## Texto fuente
Al mismo tiempo, no todo fue de esa manera, sin duda. Sabemos que, realmente, supuso una batalla entre la civilización y la barbarie, y que en noviembre de 1942 esa lucha alcanzó su cénit. Probablemente, gran parte de los implicados lo comprendieron ya entonces. Era evidente qué víctimas se cobraría. Dar por sentado el resultado de esa lucha es un error, no solo porque convierte a las víctimas en una suerte de tecnicismo histórico, sino también porque transforma algo que en aquel momento era una catástrofe humana desconocida, impredecible y opaca en una épica emocionante pero inofensiva. Además, puede alimentar la peligrosa ilusión de que todo aquello no podría repetirse de nuevo a día de hoy, incluso con el resultado opuesto.
Uppsala, una mañana nublada de marzo de 2022
P. E.
Soñábamos en las noches feroces
sueños densos y violentos
soñados con el alma y con el cuerpo:
volver, comer, contar lo sucedido.

## Registros proporcionados
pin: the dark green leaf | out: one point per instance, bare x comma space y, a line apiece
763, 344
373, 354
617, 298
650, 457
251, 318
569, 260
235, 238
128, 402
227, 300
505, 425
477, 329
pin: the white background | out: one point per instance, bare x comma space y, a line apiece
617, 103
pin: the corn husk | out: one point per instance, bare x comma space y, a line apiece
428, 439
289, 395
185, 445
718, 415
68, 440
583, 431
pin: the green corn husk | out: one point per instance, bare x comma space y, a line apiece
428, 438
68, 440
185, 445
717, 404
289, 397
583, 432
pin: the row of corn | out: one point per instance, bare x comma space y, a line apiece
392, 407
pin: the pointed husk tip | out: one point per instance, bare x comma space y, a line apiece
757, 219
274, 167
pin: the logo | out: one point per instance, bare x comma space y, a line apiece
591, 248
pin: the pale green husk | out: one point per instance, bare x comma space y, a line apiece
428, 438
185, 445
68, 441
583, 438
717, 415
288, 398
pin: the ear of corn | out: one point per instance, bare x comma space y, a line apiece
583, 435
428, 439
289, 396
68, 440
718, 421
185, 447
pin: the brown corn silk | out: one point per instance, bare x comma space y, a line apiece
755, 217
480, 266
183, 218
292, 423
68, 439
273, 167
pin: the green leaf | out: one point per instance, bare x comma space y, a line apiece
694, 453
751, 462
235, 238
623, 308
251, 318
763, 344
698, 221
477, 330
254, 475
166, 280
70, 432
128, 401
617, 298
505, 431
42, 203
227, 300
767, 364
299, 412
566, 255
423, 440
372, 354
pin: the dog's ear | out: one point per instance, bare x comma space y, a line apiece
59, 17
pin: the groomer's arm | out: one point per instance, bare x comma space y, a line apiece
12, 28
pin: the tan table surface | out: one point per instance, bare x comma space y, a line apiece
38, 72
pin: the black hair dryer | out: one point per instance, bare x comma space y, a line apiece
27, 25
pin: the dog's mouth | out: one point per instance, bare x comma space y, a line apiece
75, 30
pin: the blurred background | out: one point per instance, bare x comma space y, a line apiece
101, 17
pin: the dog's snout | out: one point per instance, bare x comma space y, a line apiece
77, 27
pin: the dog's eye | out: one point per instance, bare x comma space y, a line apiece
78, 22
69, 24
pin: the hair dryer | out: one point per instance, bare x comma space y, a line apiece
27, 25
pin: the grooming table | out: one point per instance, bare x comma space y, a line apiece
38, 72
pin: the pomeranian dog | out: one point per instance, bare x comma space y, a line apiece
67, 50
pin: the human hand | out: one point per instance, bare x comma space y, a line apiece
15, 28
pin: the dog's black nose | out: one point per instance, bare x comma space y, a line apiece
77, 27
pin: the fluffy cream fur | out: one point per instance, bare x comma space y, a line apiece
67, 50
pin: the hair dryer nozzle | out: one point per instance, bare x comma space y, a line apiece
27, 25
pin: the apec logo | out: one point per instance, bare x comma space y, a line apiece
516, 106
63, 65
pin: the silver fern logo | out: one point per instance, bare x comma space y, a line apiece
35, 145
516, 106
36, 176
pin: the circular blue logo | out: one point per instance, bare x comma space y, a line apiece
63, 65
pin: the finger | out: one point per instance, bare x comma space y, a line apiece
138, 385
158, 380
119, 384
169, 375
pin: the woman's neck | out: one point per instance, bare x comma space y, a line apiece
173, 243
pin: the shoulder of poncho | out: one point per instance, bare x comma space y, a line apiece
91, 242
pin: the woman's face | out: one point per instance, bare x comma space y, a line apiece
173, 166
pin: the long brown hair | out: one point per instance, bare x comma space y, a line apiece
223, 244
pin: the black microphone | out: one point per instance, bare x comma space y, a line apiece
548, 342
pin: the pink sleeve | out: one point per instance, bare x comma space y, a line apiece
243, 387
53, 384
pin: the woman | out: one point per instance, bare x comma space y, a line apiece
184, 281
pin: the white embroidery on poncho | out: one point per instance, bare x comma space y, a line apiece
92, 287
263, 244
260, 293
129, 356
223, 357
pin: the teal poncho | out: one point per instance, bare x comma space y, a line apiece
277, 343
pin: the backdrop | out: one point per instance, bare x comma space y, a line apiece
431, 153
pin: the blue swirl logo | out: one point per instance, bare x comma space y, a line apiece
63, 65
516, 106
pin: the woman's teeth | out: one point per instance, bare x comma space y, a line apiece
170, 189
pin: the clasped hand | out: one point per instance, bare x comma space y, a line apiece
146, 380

--

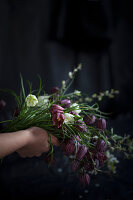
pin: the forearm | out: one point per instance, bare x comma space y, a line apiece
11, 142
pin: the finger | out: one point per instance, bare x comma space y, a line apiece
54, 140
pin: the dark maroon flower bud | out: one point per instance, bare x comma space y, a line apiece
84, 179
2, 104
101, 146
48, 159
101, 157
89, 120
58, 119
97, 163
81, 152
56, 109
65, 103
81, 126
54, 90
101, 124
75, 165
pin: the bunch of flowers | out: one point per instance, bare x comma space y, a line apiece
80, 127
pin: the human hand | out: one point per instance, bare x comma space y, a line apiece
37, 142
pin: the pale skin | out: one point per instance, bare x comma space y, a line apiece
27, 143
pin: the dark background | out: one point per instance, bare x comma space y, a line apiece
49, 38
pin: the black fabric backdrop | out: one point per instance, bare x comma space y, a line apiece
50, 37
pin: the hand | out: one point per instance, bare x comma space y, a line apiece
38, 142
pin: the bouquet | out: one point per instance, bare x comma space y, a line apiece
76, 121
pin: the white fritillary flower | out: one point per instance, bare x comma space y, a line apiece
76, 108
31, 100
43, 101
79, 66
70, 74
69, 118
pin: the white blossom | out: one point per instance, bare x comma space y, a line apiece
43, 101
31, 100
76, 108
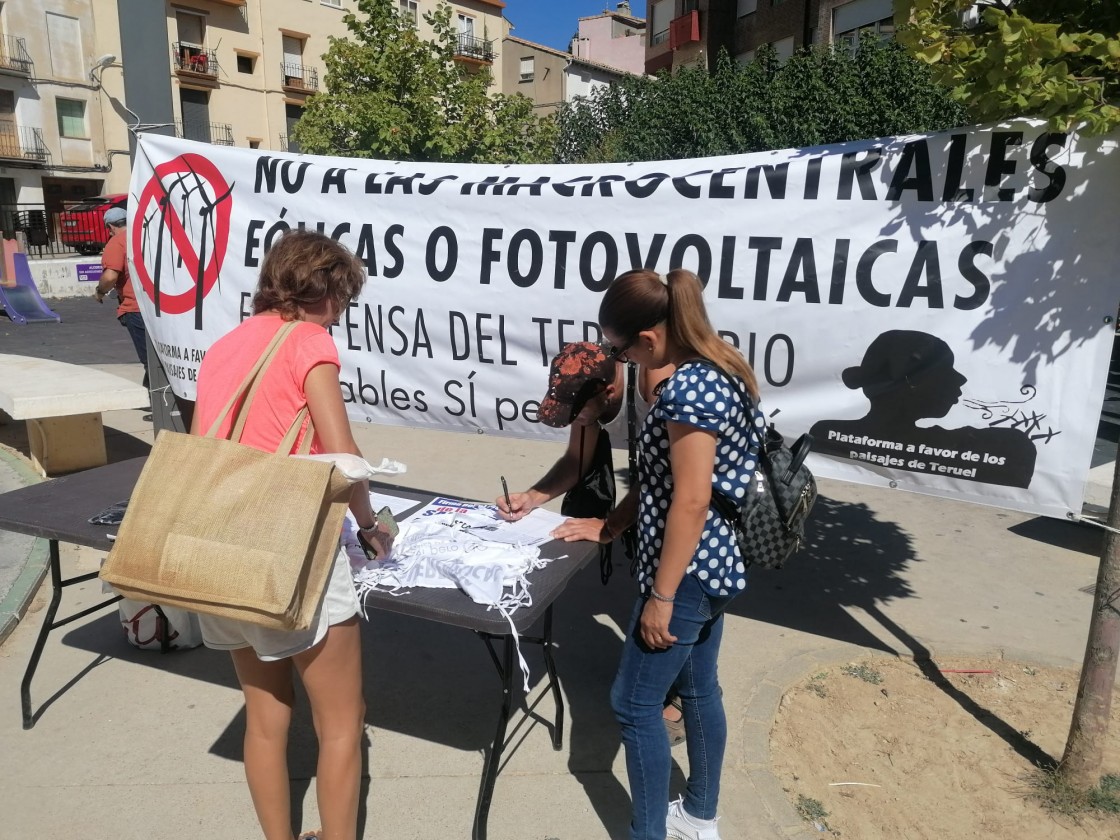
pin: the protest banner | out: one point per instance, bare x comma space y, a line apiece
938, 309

* * *

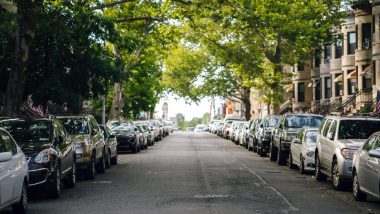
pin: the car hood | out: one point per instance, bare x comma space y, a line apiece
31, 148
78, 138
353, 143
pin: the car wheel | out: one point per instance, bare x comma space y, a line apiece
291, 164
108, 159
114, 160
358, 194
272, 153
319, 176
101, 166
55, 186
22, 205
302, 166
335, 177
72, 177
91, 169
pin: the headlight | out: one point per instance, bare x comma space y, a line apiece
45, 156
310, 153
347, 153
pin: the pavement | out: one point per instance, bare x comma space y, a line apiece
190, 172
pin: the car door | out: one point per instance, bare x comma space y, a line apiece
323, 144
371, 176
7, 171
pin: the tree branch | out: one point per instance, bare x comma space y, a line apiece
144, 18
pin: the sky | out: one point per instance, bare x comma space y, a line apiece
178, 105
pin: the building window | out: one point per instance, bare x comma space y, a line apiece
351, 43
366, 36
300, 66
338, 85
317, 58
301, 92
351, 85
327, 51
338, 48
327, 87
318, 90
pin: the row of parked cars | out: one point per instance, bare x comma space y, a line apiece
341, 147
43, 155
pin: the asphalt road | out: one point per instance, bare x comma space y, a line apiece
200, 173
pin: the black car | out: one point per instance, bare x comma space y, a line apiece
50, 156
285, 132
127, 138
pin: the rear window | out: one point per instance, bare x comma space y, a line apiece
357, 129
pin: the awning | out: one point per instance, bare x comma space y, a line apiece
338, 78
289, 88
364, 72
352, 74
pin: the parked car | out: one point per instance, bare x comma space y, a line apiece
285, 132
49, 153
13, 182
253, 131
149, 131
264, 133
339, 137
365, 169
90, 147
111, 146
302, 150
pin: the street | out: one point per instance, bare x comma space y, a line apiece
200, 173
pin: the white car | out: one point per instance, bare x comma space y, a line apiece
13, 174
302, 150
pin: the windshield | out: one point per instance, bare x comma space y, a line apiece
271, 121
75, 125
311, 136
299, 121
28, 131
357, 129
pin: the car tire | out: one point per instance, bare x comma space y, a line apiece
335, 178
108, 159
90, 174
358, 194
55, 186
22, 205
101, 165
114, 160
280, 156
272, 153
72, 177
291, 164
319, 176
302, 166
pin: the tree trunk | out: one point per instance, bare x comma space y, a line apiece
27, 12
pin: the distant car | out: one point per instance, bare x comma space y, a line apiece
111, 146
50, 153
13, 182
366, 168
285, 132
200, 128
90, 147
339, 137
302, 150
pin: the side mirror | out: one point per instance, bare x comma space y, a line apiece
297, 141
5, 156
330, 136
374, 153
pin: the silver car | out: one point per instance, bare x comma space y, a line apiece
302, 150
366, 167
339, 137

## Tarea pendiente
Retoma el texto sobre la lucha de noviembre de 1942 y continúalo después de su última línea.

## Respuesta
Hasta que se oía breve, sofocada
la orden del amanecer:
«Wstawać»;
y el corazón se nos hacía pedazos.
Ahora hemos vuelto a casa,
tenemos el vientre ahíto,
hemos terminado de contar nuestra historia.
Ya es hora. Pronto escucharemos de nuevo
la orden extranjera:
«Wstawać».
PRIMO LEVI*
Dramatis personae
Mansur Abdulin, soldado raso en las afueras de Stalingrado, 19 años.
Ursula Blomberg, refugiada en Shanghái, 12 años.*
John Amery, fascista y desertor en Berlín, 30 años.
Vera Brittain, escritora y pacifista en Londres, 48 años.
Hélène Berr, estudiante universitaria en París, 21 años.
John Bushby, artillero en un bombardero Lancaster, 22 años.*
Paolo Caccia Dominioni, mayor de paracaidistas en África del Norte, 46 años.
Edward «Weary» Dunlop, médico militar y prisionero de guerra en Java, 35 años.
Albert Camus, escritor de Argelia, ahora en Le Panelier, 29 años.
Danuta Fijalkowska, refugiada y madre de una criatura en Międzyrzec Podlaski, 20 años.
Keith Douglas, teniente tanquista en África del Norte, 22 años.
Lidia Ginzburg, profesora de universidad en Leningrado, 40 años.
Vasili Grossman, reportero del Krasnaja Zvezda en Stalingrado, 36 años.
Vera Inber, poeta y periodista en Leningrado, 52 años.
Tameichi Hara, comandante de destructor frente
a Guadalcanal, 42 años.
Ernst Jünger, capitán del ejército y literato, de camino al frente oriental, 47 años.
Albert Holl, teniente de infantería en Stalingrado, 23 años.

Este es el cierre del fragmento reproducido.